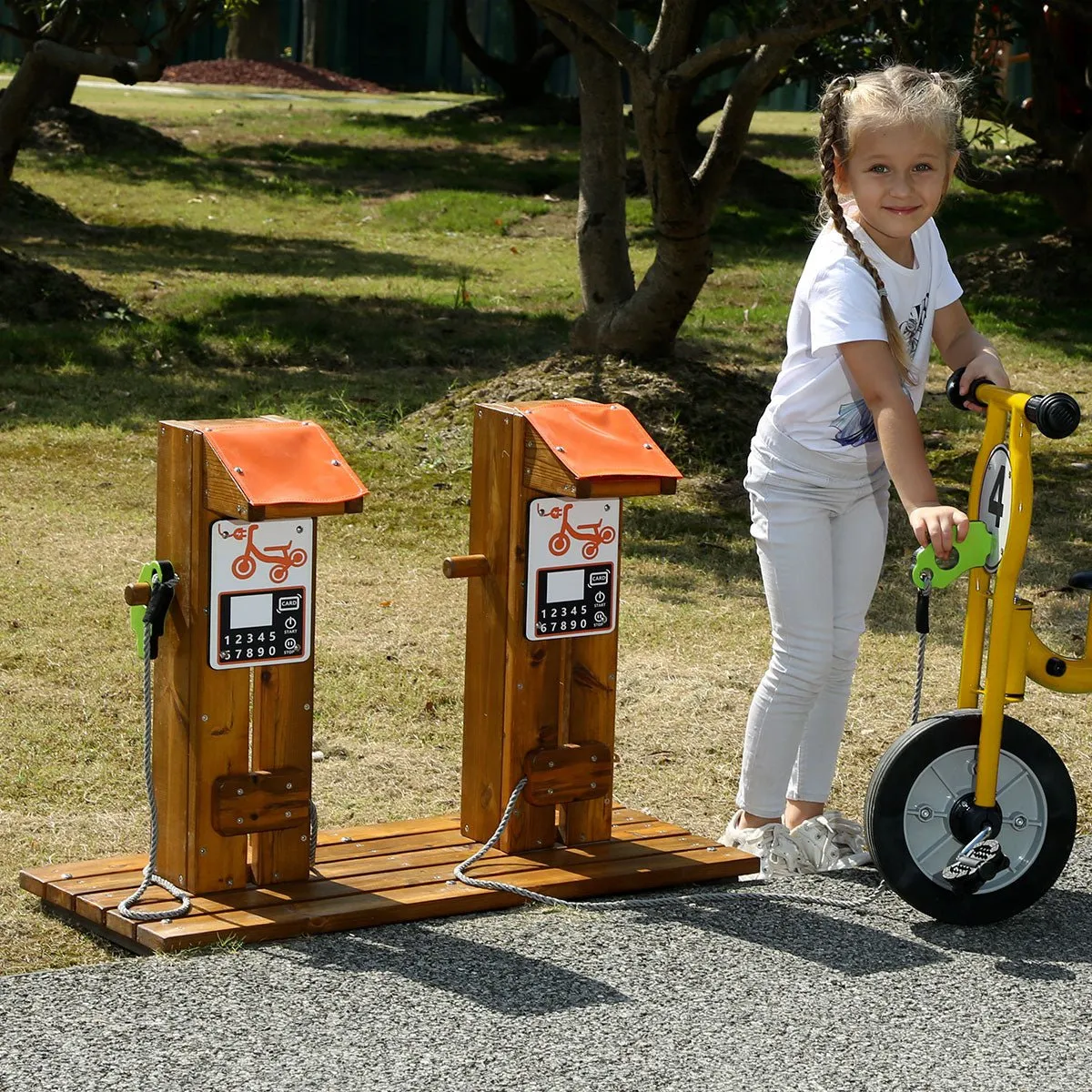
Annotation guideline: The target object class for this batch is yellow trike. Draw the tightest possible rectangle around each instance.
[864,372,1092,925]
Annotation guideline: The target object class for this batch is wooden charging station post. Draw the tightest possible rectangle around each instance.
[20,399,758,952]
[444,399,757,895]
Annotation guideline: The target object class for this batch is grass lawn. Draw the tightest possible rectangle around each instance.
[0,79,1092,973]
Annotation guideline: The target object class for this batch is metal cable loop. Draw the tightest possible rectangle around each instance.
[448,777,886,913]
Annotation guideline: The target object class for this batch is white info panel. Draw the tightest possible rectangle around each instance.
[208,519,315,671]
[525,497,622,641]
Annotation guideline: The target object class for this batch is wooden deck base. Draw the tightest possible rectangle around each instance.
[18,804,759,954]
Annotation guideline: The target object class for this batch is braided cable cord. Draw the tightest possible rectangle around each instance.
[448,777,886,913]
[118,598,190,922]
[910,571,933,724]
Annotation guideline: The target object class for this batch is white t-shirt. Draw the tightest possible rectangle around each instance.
[765,218,963,465]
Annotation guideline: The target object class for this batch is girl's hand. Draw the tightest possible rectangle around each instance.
[910,504,971,561]
[959,349,1009,413]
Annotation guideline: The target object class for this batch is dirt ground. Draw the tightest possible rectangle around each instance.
[163,60,391,95]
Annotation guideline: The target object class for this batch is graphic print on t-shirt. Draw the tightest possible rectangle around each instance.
[899,293,929,360]
[830,293,929,448]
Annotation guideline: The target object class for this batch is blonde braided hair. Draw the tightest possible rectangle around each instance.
[818,65,966,383]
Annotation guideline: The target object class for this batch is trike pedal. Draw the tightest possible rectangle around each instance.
[940,837,1009,892]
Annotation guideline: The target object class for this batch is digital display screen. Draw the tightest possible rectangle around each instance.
[228,592,273,629]
[546,569,584,602]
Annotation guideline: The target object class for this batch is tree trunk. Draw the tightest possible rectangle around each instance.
[38,66,80,109]
[302,0,327,67]
[0,49,56,191]
[572,0,633,351]
[228,0,280,61]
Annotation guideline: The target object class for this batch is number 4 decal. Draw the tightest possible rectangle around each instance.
[986,463,1006,525]
[978,443,1012,572]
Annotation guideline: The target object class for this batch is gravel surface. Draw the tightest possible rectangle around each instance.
[0,837,1092,1092]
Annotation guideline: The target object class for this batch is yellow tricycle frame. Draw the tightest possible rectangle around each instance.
[959,383,1092,808]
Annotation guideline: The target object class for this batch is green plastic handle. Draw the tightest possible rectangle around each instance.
[910,520,994,591]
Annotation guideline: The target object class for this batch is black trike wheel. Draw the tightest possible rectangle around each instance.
[864,709,1077,925]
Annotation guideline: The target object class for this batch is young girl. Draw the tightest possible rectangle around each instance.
[721,65,1008,875]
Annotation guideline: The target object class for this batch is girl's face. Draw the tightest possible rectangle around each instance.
[835,125,957,266]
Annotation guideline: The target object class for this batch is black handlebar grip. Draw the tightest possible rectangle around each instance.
[945,368,989,410]
[1025,393,1081,440]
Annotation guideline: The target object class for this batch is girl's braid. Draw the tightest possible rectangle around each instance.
[819,76,911,382]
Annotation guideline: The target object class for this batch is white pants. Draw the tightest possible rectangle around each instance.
[736,417,890,819]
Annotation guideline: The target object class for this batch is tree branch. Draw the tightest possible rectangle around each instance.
[672,0,884,83]
[649,0,697,71]
[693,44,794,207]
[963,164,1069,197]
[531,0,648,71]
[448,0,511,86]
[34,39,165,86]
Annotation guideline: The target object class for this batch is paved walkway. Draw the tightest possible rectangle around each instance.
[0,837,1092,1092]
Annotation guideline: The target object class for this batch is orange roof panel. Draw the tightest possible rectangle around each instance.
[518,399,682,479]
[202,419,368,504]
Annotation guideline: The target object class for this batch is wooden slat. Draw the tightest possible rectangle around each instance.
[498,473,564,853]
[29,806,758,951]
[561,502,624,845]
[129,846,742,951]
[64,824,741,928]
[194,433,250,895]
[250,651,315,885]
[70,821,708,921]
[460,405,522,842]
[18,854,147,897]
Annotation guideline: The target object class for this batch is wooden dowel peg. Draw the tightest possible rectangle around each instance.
[443,553,490,579]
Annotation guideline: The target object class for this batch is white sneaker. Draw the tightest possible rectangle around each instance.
[719,810,814,880]
[790,812,873,873]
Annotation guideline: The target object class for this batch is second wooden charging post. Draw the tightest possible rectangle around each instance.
[444,399,754,890]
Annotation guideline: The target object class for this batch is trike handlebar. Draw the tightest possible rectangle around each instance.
[946,368,1081,440]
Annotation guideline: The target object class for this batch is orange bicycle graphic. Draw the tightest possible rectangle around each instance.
[219,523,307,584]
[539,504,615,561]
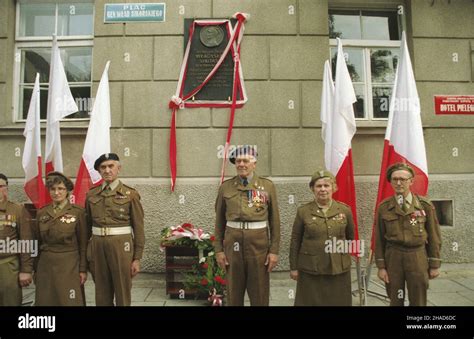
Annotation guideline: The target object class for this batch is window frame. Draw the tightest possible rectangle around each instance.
[12,0,95,123]
[328,4,406,123]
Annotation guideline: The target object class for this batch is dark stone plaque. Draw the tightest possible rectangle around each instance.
[183,19,235,101]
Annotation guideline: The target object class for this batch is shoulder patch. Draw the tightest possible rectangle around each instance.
[71,204,85,212]
[87,185,102,195]
[416,195,435,209]
[122,183,137,192]
[379,196,392,206]
[335,200,351,209]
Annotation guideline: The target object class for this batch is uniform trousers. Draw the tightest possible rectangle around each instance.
[385,244,429,306]
[224,227,270,306]
[88,234,133,306]
[0,255,22,306]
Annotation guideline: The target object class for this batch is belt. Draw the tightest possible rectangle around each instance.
[92,226,132,237]
[387,242,425,252]
[227,221,267,230]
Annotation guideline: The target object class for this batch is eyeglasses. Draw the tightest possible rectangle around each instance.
[390,177,412,184]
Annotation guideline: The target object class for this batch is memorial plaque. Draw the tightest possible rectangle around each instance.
[184,19,235,101]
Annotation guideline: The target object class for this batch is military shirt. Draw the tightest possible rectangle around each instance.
[34,201,89,272]
[214,173,280,254]
[375,194,441,268]
[0,201,33,273]
[290,200,354,275]
[86,182,145,259]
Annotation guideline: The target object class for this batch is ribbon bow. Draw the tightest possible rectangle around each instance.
[168,95,184,109]
[207,288,224,306]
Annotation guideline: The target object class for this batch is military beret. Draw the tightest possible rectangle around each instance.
[309,170,336,187]
[387,162,415,181]
[46,172,74,192]
[94,153,120,171]
[229,145,258,164]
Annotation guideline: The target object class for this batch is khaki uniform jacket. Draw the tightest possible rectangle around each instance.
[0,201,33,273]
[290,200,354,275]
[86,182,145,260]
[375,194,441,268]
[214,173,280,254]
[34,202,89,272]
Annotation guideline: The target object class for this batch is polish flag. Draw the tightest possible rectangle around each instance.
[45,35,79,178]
[73,61,111,207]
[371,32,428,250]
[321,39,359,255]
[22,73,45,209]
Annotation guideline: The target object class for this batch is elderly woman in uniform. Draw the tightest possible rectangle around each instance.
[290,171,354,306]
[35,172,88,306]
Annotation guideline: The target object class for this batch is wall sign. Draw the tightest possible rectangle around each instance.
[434,95,474,114]
[104,3,166,23]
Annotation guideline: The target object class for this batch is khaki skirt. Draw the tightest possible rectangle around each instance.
[35,251,85,306]
[295,271,352,306]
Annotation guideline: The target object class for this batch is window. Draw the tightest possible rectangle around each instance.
[329,10,401,120]
[14,0,94,121]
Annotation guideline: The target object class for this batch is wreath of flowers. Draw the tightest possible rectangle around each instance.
[160,223,227,306]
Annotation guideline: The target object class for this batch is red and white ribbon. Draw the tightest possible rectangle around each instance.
[169,13,249,191]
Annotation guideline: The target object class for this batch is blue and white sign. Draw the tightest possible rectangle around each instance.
[104,3,166,23]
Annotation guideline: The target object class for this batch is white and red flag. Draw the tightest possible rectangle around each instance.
[321,39,359,255]
[73,61,111,207]
[22,73,45,209]
[45,35,79,177]
[371,32,428,250]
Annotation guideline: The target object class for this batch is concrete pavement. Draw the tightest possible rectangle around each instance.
[23,263,474,306]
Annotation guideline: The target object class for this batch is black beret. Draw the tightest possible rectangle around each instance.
[229,145,258,164]
[46,172,74,192]
[387,162,415,181]
[94,153,120,171]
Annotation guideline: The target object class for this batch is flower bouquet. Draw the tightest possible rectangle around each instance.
[160,223,227,306]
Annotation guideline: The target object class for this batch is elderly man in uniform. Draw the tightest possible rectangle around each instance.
[375,163,441,306]
[0,174,33,306]
[214,146,280,306]
[86,153,145,306]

▶ **Given task**: Pick out each line of the listing above containing the string "yellow", treating uppercase and lowercase letters as distinct.

▶ **Task solution**:
Annotation guideline: The target object class for this batch is yellow trike. Draw the tightest possible rectangle around each instance.
Annotation guideline: The target object class for this batch is yellow tricycle frame. Draw the tightest possible rectangle around each instance.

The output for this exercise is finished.